## Short exercise 1
Name every company mentioned in the article on the longest consecutive sequence problem.
## Short exercise 2
Put the lines of the records into a numbered list, starting with the line with "indicate the tall" and going on through the last line of the records, skipping blank lines and leaving out the pictures.

--- START OF Text segment ---

Longest Consecutive Sequence [Medium] — HashSet O(n) [Google, Amazon, Facebook]

Sanjeev SharmaSanjeev Sharma
13 min read

Advertisement

Problem Statement

Given an unsorted array of integers nums, return the length of the longest consecutive elements sequence. You must write an algorithm that runs in O(n) time.

Example 1

Input:  nums = [100, 4, 200, 1, 3, 2]
Output: 4
Explanation: The longest consecutive sequence is [1, 2, 3, 4].

Example 2

Input:  nums = [0, 3, 7, 2, 5, 8, 4, 6, 0, 1]
Output: 9
Explanation: The longest consecutive sequence is [0, 1, 2, 3, 4, 5, 6, 7, 8].

Constraints: 0 <= nums.length <= 10^5, -10^9 <= nums[i] <= 10^9

Why This Problem Matters

This problem is a staple at Google, Amazon, and Meta because it tests something subtle: the ability to recognize that the "obvious" approach — sorting the array and then scanning — technically works but violates the constraint. The problem explicitly demands O(n) time, which rules out every comparison-based sorting algorithm.

What makes it genuinely interesting is that the optimal solution uses a nested loop structure that looks like O(n²) at first glance. Realizing why it is actually O(n) requires understanding amortized analysis — a concept that separates candidates who memorize solutions from those who truly understand algorithmic complexity.

The lesson generalizes: many hard-looking problems become linear once you identify the right "skip condition" that prevents redundant work. Longest Consecutive Sequence is the clearest example of this class of problem you will encounter in interviews.


The Trap: Sorting Approach

The instinctive approach is to sort the array first. Once sorted, you scan left to right, extending a running count whenever the next element equals the current element plus one, and resetting whenever there is a gap (handling duplicates by skipping equal neighbors). This produces the correct answer and takes O(n) time for the scan — but O(n log n) overall because of the sort.

Sort: [100, 4, 200, 1, 3, 2][1, 2, 3, 4, 100, 200]
Scan: 1→2 (extend), 2→3 (extend), 3→4 (extend), 4→100 (gap, reset), 100→200 (gap)

--- END OF Text segment ---
--- START OF Records supplied ---

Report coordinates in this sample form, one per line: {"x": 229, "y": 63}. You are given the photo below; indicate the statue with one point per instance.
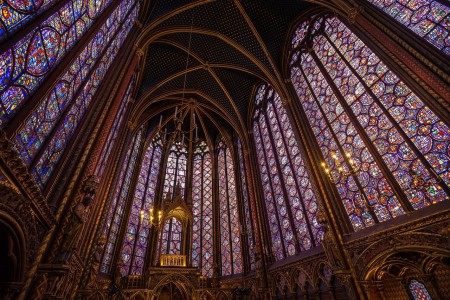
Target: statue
{"x": 95, "y": 265}
{"x": 76, "y": 223}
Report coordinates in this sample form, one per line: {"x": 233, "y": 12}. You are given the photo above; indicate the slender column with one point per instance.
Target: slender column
{"x": 101, "y": 142}
{"x": 286, "y": 194}
{"x": 240, "y": 204}
{"x": 261, "y": 232}
{"x": 216, "y": 217}
{"x": 22, "y": 115}
{"x": 129, "y": 202}
{"x": 266, "y": 161}
{"x": 154, "y": 231}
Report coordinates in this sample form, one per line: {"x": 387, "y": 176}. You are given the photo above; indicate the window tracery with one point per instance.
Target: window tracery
{"x": 59, "y": 114}
{"x": 356, "y": 105}
{"x": 418, "y": 290}
{"x": 229, "y": 217}
{"x": 291, "y": 203}
{"x": 27, "y": 63}
{"x": 202, "y": 239}
{"x": 138, "y": 228}
{"x": 118, "y": 202}
{"x": 426, "y": 18}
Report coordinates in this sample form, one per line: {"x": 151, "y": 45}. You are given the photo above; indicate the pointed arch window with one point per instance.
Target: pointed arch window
{"x": 291, "y": 203}
{"x": 418, "y": 290}
{"x": 112, "y": 136}
{"x": 118, "y": 201}
{"x": 356, "y": 105}
{"x": 138, "y": 227}
{"x": 47, "y": 131}
{"x": 176, "y": 169}
{"x": 28, "y": 62}
{"x": 247, "y": 206}
{"x": 171, "y": 237}
{"x": 426, "y": 18}
{"x": 230, "y": 236}
{"x": 202, "y": 238}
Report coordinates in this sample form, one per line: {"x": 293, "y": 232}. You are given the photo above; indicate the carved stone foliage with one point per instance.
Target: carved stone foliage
{"x": 59, "y": 279}
{"x": 21, "y": 211}
{"x": 312, "y": 271}
{"x": 418, "y": 246}
{"x": 18, "y": 169}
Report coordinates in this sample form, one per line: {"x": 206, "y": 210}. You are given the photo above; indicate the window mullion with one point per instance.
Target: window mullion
{"x": 271, "y": 188}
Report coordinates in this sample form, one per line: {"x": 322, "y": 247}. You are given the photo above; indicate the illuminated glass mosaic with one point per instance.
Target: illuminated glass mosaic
{"x": 25, "y": 66}
{"x": 138, "y": 228}
{"x": 116, "y": 210}
{"x": 61, "y": 112}
{"x": 202, "y": 238}
{"x": 230, "y": 237}
{"x": 426, "y": 18}
{"x": 291, "y": 205}
{"x": 356, "y": 106}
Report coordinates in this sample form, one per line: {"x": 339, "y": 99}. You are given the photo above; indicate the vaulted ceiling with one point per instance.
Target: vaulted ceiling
{"x": 232, "y": 46}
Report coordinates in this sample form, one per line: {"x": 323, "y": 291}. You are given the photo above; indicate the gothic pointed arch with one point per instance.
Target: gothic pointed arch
{"x": 383, "y": 147}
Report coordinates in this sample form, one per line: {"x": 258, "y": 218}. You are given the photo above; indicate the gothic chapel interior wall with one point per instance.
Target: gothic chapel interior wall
{"x": 225, "y": 149}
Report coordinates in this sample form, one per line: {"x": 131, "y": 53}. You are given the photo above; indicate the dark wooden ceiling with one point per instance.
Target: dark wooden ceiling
{"x": 234, "y": 45}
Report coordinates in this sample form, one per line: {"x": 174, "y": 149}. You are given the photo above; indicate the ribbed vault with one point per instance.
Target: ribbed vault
{"x": 232, "y": 46}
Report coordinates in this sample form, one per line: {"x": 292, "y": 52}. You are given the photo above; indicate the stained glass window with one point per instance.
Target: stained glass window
{"x": 171, "y": 237}
{"x": 356, "y": 106}
{"x": 137, "y": 232}
{"x": 247, "y": 206}
{"x": 118, "y": 201}
{"x": 16, "y": 13}
{"x": 28, "y": 62}
{"x": 202, "y": 238}
{"x": 426, "y": 18}
{"x": 291, "y": 203}
{"x": 176, "y": 169}
{"x": 61, "y": 112}
{"x": 418, "y": 290}
{"x": 112, "y": 136}
{"x": 230, "y": 227}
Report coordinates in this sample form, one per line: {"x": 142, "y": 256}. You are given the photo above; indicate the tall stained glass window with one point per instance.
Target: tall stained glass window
{"x": 112, "y": 136}
{"x": 59, "y": 114}
{"x": 171, "y": 237}
{"x": 28, "y": 62}
{"x": 202, "y": 238}
{"x": 16, "y": 13}
{"x": 118, "y": 202}
{"x": 427, "y": 18}
{"x": 418, "y": 290}
{"x": 137, "y": 232}
{"x": 247, "y": 206}
{"x": 291, "y": 203}
{"x": 358, "y": 107}
{"x": 230, "y": 235}
{"x": 176, "y": 169}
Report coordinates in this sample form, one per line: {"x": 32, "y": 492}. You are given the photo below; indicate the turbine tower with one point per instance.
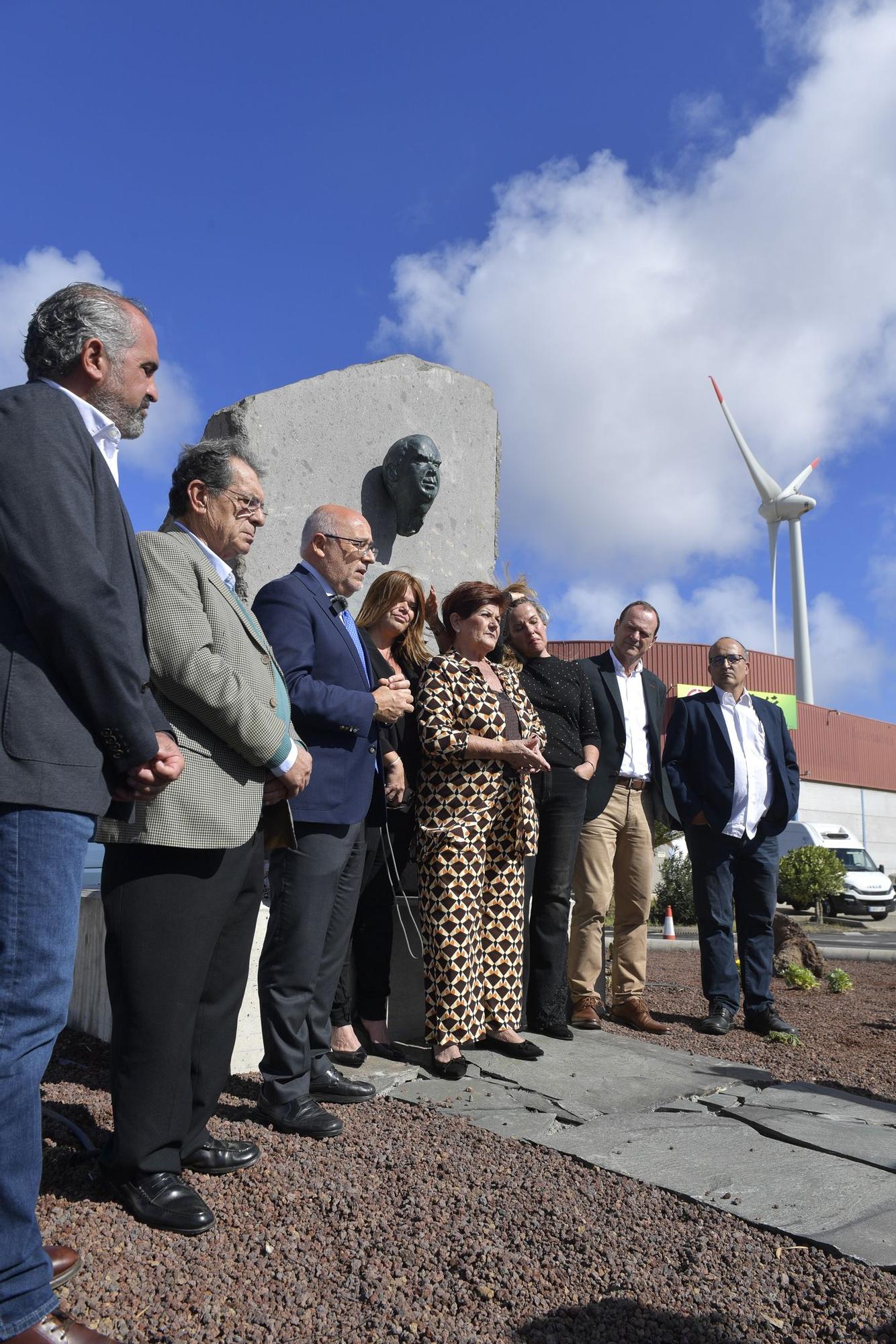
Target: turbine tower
{"x": 780, "y": 506}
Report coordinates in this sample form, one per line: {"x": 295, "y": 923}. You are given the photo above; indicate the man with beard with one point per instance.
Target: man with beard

--- END OF Records supplied ---

## Worked answer 1
Google, Amazon, Facebook, Meta

## Worked answer 2
1. Report coordinates in this sample form, one per line: {"x": 142, "y": 256}. You are given the photo above; indicate the tall stained glass window with one point per instance.
2. Target: tall stained glass window
3. {"x": 112, "y": 136}
4. {"x": 59, "y": 114}
5. {"x": 171, "y": 237}
6. {"x": 28, "y": 62}
7. {"x": 202, "y": 238}
8. {"x": 16, "y": 13}
9. {"x": 118, "y": 202}
10. {"x": 427, "y": 18}
11. {"x": 418, "y": 290}
12. {"x": 137, "y": 232}
13. {"x": 247, "y": 206}
14. {"x": 291, "y": 203}
15. {"x": 358, "y": 107}
16. {"x": 230, "y": 235}
17. {"x": 176, "y": 169}
18. Report coordinates in this sample form, one per line: {"x": 32, "y": 492}. You are given the photo below; indicate the turbine tower with one point per instance.
19. Target: turbine tower
20. {"x": 780, "y": 506}
21. Report coordinates in this sample form, one per line: {"x": 295, "y": 923}. You are given the photo above; indicate the man with beard with one point per instance.
22. Target: man with beard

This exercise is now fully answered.